Excerpted text »
** START **

2. What skill or accomplishment are you proud of?
I'll take that as singular, and looking for particular pride. Not an easy question. There are a lot of possible answers: my dance (which twenty years ago I wouldn't have expected to be a skill), my writing (good, and improving), even my programming (which I tend to ignore simply because it's so boringly mundane, but I sincerely consider myself a wizard, and can support that belief).
But I think I'll say my teaching. When I put my mind to it (and I'll admit that I sometimes don't), I'm a very good teacher -- I can not only impart the facts, but keep the students interested and get my points across. I can concisely teach students in ways that make them learn. When that goes well, I get a lot of satisfaction out of it...
3. What's the appeal of comic books?
Hard to say, actually. (Which is odd, given that I read more comics than anyone I know.)
There are a lot of elements I like about the form. I appreciate the granularity, and the variation in that granularity -- at any given moment, I can choose a story that will distract me for five minutes, or a series of issues that will involve me for a couple of hours. Similarly, I like the fact that my broad tastes let me satisfy any mood, from the most serious and deep reportage of history to the fluffiest brain candy. I'm fascinated by the mythological tone of a good comic universe, and the long but limited story scope that has become commonplace over the years.

** END **

Which accomplishment does the writer of the excerpted text finally choose as the one they are proud of?

Extracted data »
** START **

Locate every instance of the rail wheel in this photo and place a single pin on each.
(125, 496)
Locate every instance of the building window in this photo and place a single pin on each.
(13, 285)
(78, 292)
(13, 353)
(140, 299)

** END **

Written solution » Their teaching.